EXCERPT:
A further drawback of the apparatus described in WO 2012/076882 is that it is generally necessary in practice to draw the liquid sample through the matrix by centrifugation: multiple centrifugation processes are typically required. This frequently requires complex and expensive machinery, such as robot arms, to carry out the method, particularly when used for assays involving multi-well plates.
Pipettes are laboratory tools commonly used in a wide variety of scientific fields to transport a measured volume of liquid, often as a media dispenser. Typically, pipettes work by creating a partial vacuum above the liquid-holding chamber such that reduced pressure causes the liquid sample to be drawn into the pipette and selectively releasing this vacuum (i.e. increasing the pressure) to expulse the liquid.

(Stored data)
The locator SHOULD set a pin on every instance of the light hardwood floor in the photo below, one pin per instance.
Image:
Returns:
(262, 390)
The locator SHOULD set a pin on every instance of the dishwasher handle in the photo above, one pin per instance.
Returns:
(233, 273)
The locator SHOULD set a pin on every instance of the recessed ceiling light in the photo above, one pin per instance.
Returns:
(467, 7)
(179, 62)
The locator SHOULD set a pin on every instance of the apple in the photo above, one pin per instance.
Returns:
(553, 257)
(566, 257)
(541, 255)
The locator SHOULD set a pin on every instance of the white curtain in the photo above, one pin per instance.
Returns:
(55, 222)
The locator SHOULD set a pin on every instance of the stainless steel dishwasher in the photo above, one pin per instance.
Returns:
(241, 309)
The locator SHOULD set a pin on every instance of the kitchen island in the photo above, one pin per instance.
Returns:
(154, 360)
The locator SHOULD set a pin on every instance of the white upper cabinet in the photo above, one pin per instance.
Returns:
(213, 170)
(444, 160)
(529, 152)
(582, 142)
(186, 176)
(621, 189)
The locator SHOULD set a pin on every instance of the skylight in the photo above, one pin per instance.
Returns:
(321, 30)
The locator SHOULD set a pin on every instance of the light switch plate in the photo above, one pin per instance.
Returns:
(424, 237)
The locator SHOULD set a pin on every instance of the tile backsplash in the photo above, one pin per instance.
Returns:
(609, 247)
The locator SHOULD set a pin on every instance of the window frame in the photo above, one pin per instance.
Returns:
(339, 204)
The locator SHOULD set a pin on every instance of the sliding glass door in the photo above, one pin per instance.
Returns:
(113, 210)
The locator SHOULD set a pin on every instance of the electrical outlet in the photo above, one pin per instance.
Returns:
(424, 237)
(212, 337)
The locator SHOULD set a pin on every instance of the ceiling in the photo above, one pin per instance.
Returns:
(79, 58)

EXERCISE SET:
- 1) In the excerpt above the listing, find every distinct word that ends in "-ly". List each one once, in the order it first appears.
- 2) Write out the part of the excerpt starting with "Pipettes are laboratory" and going on through "expulse the liquid.".

ANSWERS BELOW:
- 1) generally, typically, frequently, particularly, commonly, selectively

- 2)
Pipettes are laboratory tools commonly used in a wide variety of scientific fields to transport a measured volume of liquid, often as a media dispenser. Typically, pipettes work by creating a partial vacuum above the liquid-holding chamber such that reduced pressure causes the liquid sample to be drawn into the pipette and selectively releasing this vacuum (i.e. increasing the pressure) to expulse the liquid.